- [Your instructions]: The response is to be the full listing, set down exactly.

- [Provided entries]:
- Opening Delimiter -

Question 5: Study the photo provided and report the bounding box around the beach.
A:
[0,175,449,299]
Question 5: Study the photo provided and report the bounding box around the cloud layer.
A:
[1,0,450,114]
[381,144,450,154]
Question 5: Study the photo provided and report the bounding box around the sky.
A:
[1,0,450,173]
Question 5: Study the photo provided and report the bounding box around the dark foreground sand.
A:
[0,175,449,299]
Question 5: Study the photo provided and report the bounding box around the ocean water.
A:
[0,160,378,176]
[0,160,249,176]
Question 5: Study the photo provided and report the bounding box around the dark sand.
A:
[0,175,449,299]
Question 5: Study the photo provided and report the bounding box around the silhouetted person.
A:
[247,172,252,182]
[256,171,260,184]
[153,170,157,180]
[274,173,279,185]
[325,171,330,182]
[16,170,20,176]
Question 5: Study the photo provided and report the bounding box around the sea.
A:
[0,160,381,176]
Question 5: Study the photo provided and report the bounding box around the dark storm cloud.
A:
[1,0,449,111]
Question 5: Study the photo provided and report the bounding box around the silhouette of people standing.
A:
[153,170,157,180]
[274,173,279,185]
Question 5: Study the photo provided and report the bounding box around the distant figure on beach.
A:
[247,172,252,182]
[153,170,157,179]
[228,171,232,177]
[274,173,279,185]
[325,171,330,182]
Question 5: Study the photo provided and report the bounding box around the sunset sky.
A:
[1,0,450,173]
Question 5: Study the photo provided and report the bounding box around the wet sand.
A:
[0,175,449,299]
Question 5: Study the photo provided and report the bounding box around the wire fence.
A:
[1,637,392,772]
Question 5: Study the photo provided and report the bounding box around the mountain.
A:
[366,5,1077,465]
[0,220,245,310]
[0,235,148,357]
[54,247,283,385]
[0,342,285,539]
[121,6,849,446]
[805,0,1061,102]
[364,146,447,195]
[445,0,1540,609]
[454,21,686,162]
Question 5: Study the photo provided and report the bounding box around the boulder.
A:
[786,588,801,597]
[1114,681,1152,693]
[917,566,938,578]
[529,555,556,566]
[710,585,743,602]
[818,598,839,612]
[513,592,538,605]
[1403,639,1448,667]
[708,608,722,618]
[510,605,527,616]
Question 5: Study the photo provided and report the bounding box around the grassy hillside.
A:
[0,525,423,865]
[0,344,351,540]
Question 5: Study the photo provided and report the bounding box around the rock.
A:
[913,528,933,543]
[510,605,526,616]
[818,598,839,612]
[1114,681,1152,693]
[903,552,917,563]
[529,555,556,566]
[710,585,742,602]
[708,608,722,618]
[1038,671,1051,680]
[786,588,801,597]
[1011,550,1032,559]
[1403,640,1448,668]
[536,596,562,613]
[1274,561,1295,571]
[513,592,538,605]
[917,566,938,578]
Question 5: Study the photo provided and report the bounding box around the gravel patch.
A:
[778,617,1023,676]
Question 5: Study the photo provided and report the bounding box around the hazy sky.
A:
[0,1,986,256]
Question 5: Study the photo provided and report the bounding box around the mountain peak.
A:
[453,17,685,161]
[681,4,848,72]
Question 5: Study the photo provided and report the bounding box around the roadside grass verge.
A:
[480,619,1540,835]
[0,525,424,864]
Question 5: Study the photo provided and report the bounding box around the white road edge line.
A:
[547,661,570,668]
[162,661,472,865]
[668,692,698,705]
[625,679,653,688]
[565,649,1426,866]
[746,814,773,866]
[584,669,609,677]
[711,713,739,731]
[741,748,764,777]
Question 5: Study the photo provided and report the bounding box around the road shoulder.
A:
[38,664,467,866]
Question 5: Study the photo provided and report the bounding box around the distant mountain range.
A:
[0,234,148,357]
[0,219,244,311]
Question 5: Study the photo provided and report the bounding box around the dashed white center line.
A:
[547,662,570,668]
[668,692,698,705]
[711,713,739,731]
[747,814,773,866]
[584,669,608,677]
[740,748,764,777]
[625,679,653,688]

- Closing Delimiter -

- [Task result]:
Question 5: Study the photo provided and report the bounding box around the beach.
A:
[0,175,449,299]
Question 5: Study the photo provided and report the bounding box around the cloud layer.
A:
[1,0,450,114]
[381,144,450,154]
Question 5: Study the photo provided and report the bounding box around the sky.
A:
[1,0,450,173]
Question 5: Study the photo provided and report the bounding box around the dark foreground sand.
A:
[0,175,449,299]
Question 5: Study the photo provided and report the bounding box around the ocean water.
A:
[0,160,378,176]
[0,160,249,176]
Question 5: Study the photo provided and report the bounding box around the dark sand.
A:
[0,175,449,299]
Question 5: Study the photo provided and report the bounding box around the silhouetted person.
A:
[247,172,252,182]
[256,171,260,184]
[153,170,157,180]
[274,173,279,185]
[325,171,330,182]
[16,170,20,176]
Question 5: Study the photo provided and report the bounding box around the sea.
A:
[0,160,381,176]
Question 5: Study the photo provided and report the bounding box around the dark storm cloud.
A:
[1,0,449,111]
Question 5: Study the photo provided and report the bounding box around the silhouette of people standing.
A:
[153,170,157,180]
[274,173,279,185]
Question 5: Study the photo provided and report the bounding box around the distant figure on beach.
A:
[247,172,252,182]
[153,170,157,179]
[228,171,232,177]
[274,173,279,185]
[325,171,330,182]
Question 5: Study the photo provided and report the bounding box around the sunset sky.
A:
[1,0,450,173]
Question 5: Study the photo provided and report the bounding box around the wet sand.
A:
[0,175,449,299]
Question 5: Study the photo provided and report the bounding box around the wire fence.
A:
[1,637,392,772]
Question 5: Study the photo provided and report the bounding box around the mountain.
A:
[366,5,1077,465]
[0,220,245,310]
[0,235,148,357]
[54,247,283,385]
[0,342,285,539]
[121,6,849,446]
[805,0,1061,102]
[364,146,447,195]
[445,0,1540,609]
[454,21,686,162]
Question 5: Study the photo provided and report the bounding box around the boulder.
A:
[786,588,801,597]
[1114,681,1152,693]
[917,566,938,578]
[529,555,556,566]
[710,585,743,602]
[818,598,839,612]
[513,592,538,605]
[1403,639,1448,667]
[708,608,722,618]
[510,605,527,616]
Question 5: Study the photo provided and report the bounding box around the grassy hillside.
A:
[0,525,423,865]
[0,344,351,540]
Question 5: Study the photo provided and report the bounding box around the rock.
A:
[913,528,933,543]
[510,605,526,616]
[818,598,839,612]
[1114,681,1152,693]
[903,552,917,563]
[529,555,556,566]
[710,585,742,602]
[708,608,722,618]
[1038,671,1051,680]
[786,588,801,597]
[1011,550,1032,559]
[1403,640,1448,668]
[536,596,562,613]
[1274,561,1295,571]
[513,592,538,605]
[917,566,938,578]
Question 5: Study the photo provided and report the bounding box around the gravel patch.
A:
[778,617,1023,676]
Question 5: Study the photo provided and report the bounding box around the hazy sky.
A:
[0,1,986,256]
Question 5: Study the photo provided and report the bounding box around the mountain peak.
A:
[453,17,685,161]
[681,4,848,72]
Question 5: Study the photo provided and report the bounding box around the roadside grass verge.
A:
[480,619,1540,835]
[0,525,424,864]
Question 5: Study the photo provided and report the bounding box around the white road edge line.
A:
[547,661,570,668]
[162,661,472,865]
[668,692,698,705]
[625,679,653,688]
[565,649,1426,866]
[746,814,773,866]
[584,669,609,677]
[711,713,739,731]
[741,748,764,777]
Question 5: Study the photo provided and report the bounding box around the road shoulder.
A:
[38,664,467,866]
Question 5: Study the photo provided and report the bounding box around the distant mountain range.
A:
[0,234,148,357]
[0,219,244,311]
Question 5: Study the photo provided and report the bounding box around the dashed white center line.
A:
[547,662,570,668]
[668,692,698,705]
[711,713,739,731]
[747,814,773,866]
[584,669,608,677]
[740,748,764,777]
[625,679,653,688]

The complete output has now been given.